▶ [WORK TO COMPLETE]
Don't include any picture when you restate the data word for word.

▶ [RECORDS TO USE]
::::

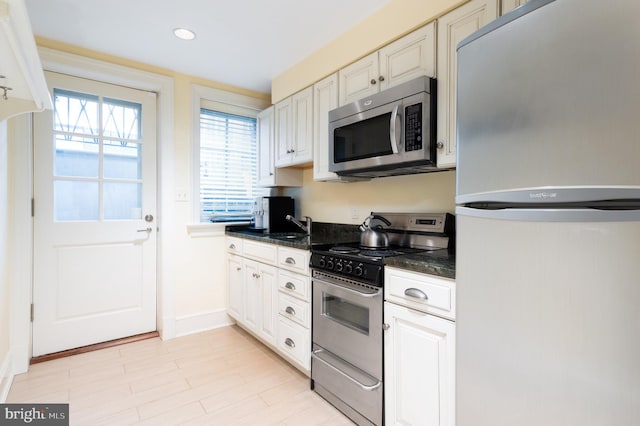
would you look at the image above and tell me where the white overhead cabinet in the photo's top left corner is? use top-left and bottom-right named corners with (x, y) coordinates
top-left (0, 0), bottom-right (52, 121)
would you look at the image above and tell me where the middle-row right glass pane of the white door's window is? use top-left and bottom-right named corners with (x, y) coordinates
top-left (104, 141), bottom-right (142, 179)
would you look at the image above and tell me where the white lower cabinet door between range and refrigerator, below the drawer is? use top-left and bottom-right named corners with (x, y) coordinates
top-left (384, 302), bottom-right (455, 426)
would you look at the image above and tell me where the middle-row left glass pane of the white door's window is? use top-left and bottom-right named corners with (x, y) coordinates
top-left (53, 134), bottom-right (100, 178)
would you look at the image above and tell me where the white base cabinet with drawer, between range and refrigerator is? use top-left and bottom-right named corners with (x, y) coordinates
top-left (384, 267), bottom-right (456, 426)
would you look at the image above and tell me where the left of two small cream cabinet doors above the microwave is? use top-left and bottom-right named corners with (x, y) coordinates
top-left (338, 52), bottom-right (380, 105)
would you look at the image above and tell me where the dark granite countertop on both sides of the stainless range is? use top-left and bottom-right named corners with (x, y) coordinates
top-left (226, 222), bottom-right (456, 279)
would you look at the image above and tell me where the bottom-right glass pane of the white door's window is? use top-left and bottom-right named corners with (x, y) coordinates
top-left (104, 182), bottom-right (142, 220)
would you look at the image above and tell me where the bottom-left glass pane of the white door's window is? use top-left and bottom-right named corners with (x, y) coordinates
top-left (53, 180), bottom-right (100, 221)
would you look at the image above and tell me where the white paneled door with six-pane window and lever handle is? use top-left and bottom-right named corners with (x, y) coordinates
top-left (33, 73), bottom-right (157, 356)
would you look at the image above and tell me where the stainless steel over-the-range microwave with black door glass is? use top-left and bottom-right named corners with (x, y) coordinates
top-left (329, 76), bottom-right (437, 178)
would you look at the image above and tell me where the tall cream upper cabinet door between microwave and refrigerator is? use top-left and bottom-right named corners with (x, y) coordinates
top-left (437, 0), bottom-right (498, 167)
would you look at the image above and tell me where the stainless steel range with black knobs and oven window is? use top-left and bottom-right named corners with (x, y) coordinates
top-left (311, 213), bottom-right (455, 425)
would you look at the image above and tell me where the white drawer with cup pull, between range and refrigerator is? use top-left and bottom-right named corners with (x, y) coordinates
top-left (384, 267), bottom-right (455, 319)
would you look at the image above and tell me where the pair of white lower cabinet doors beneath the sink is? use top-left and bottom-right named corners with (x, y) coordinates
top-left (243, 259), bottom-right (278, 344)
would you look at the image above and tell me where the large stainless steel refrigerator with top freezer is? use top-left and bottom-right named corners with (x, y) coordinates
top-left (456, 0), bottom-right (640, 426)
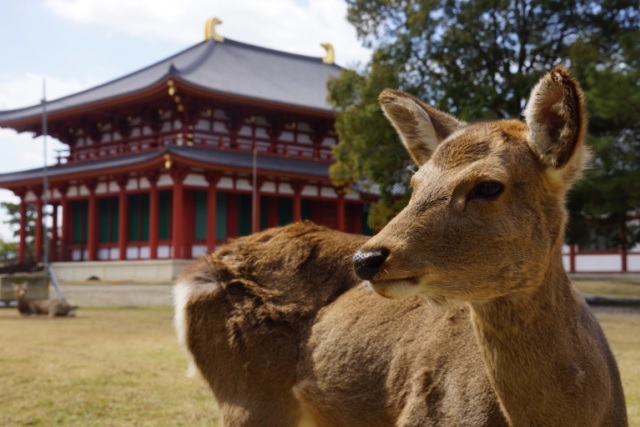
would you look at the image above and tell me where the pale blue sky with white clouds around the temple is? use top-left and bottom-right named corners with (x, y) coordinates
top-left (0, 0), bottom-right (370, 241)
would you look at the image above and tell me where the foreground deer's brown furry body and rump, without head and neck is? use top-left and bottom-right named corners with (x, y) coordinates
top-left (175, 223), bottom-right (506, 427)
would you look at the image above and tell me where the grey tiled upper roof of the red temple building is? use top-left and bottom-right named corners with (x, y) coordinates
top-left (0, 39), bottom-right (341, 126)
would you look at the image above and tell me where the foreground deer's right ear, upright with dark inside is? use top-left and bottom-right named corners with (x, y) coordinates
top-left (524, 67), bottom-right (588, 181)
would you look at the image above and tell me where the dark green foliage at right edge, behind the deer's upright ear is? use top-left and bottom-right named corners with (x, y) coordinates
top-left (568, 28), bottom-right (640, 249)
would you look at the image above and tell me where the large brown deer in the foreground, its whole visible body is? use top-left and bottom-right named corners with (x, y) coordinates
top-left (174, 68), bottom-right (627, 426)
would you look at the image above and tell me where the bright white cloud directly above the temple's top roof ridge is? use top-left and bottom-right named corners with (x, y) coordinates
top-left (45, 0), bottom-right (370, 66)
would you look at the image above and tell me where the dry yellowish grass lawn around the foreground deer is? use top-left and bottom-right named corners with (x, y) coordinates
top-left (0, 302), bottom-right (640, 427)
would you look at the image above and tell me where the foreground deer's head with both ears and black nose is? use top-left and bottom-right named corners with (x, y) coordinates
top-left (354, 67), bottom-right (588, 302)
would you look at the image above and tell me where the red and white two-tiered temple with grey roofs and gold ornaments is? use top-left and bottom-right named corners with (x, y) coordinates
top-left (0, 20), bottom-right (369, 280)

::::

▶ [RESPONSE AREA]
would you look at the image above and tell me where the white overhead cabinet in the photo's top left corner is? use top-left and bottom-right named corners with (x, y) coordinates
top-left (0, 0), bottom-right (52, 121)
would you look at the image above and tell me where the middle-row right glass pane of the white door's window is? use top-left and bottom-right named corners with (x, y) coordinates
top-left (104, 141), bottom-right (142, 179)
would you look at the image above and tell me where the white lower cabinet door between range and refrigerator, below the drawer is? use top-left and bottom-right named corners with (x, y) coordinates
top-left (384, 302), bottom-right (455, 426)
would you look at the image above and tell me where the middle-row left glass pane of the white door's window is? use top-left and bottom-right named corners with (x, y) coordinates
top-left (53, 134), bottom-right (100, 178)
would you look at the image above and tell me where the white base cabinet with drawer, between range and refrigerator is? use top-left and bottom-right named corners with (x, y) coordinates
top-left (384, 267), bottom-right (456, 426)
would you look at the image above and tell me where the left of two small cream cabinet doors above the microwave is? use top-left and bottom-right named corners with (x, y) coordinates
top-left (338, 52), bottom-right (380, 105)
would you look at the image above and tell me where the dark granite countertop on both sides of the stainless range is? use top-left and bottom-right named corners with (x, y) coordinates
top-left (226, 222), bottom-right (456, 279)
would you look at the image above and tell me where the bottom-right glass pane of the white door's window is? use top-left and bottom-right named corners with (x, y) coordinates
top-left (104, 182), bottom-right (142, 220)
would you look at the image above and tell me where the bottom-left glass pane of the white door's window is? use top-left and bottom-right named corners with (x, y) coordinates
top-left (53, 180), bottom-right (100, 221)
would you look at the image above and tell me where the white paneled door with six-pane window and lever handle is? use top-left and bottom-right named corners with (x, y) coordinates
top-left (33, 73), bottom-right (157, 356)
would you look at the image above and tell me where the stainless steel over-the-range microwave with black door glass is? use top-left and bottom-right named corners with (x, y) coordinates
top-left (329, 76), bottom-right (437, 178)
would you look at the image above and tell me where the tall cream upper cabinet door between microwave and refrigerator is? use top-left and bottom-right named corners with (x, y) coordinates
top-left (437, 0), bottom-right (498, 167)
would you look at the image above and tell me where the stainless steel range with black knobs and oven window is? use top-left and bottom-right named corners with (x, y) coordinates
top-left (311, 213), bottom-right (455, 425)
would you look at the image above and tell me where the white drawer with cup pull, between range and refrigerator is? use top-left and bottom-right named corners with (x, y) coordinates
top-left (384, 267), bottom-right (455, 319)
would you look at the image above and tell me where the pair of white lower cabinet doors beneath the sink is? use top-left and bottom-right named corners with (x, y) coordinates
top-left (243, 259), bottom-right (278, 344)
would you look at the image above and tell me where the large stainless steel refrigerator with top freezer is? use top-left and bottom-right named corners with (x, y) coordinates
top-left (456, 0), bottom-right (640, 426)
would you look at the image above and tell me where the pale blue sky with white clouds around the temple is? use top-left and bottom-right named corners with (x, y) coordinates
top-left (0, 0), bottom-right (370, 241)
would you look at the image above and tell me where the foreground deer's brown furry body and rump, without head and neck is? use top-left and bottom-right named corners with (x, y) coordinates
top-left (175, 223), bottom-right (506, 427)
would you look at the image above and tell me where the grey tiled upper roof of the red temple building is? use top-left and bottom-right named corners with (x, y) coordinates
top-left (0, 39), bottom-right (341, 126)
would you look at the image above and tell me where the foreground deer's right ear, upright with dark inside is? use top-left and bottom-right named corners with (x, y) coordinates
top-left (524, 67), bottom-right (588, 181)
would you look at the image above and tell me where the dark green foliage at right edge, behind the deer's upright ear is? use top-left and bottom-right named corners with (x, y) coordinates
top-left (568, 28), bottom-right (640, 249)
would you look at the image above and tell me where the large brown deer in the foreground, its whole visible body is? use top-left and bottom-right named corners with (x, y) coordinates
top-left (174, 68), bottom-right (627, 426)
would you look at the image above and tell me where the bright white cloud directly above the temple's top roof ridge is? use top-left and bottom-right named corners with (x, y) coordinates
top-left (45, 0), bottom-right (370, 66)
would you look at the image above and tell me where the dry yellowish grass lawn around the foreground deer is? use top-left and bottom-right named corners with (x, y) coordinates
top-left (0, 302), bottom-right (640, 427)
would you look at the image above and tell me where the foreground deer's head with both ears and black nose is? use top-left and bottom-right named corners with (x, y) coordinates
top-left (354, 67), bottom-right (588, 302)
would you look at the image above and tell me where the red and white two-tiered temple with grey roofs and gold ornaments is? use top-left and bottom-right named corners with (x, y) coordinates
top-left (0, 20), bottom-right (369, 280)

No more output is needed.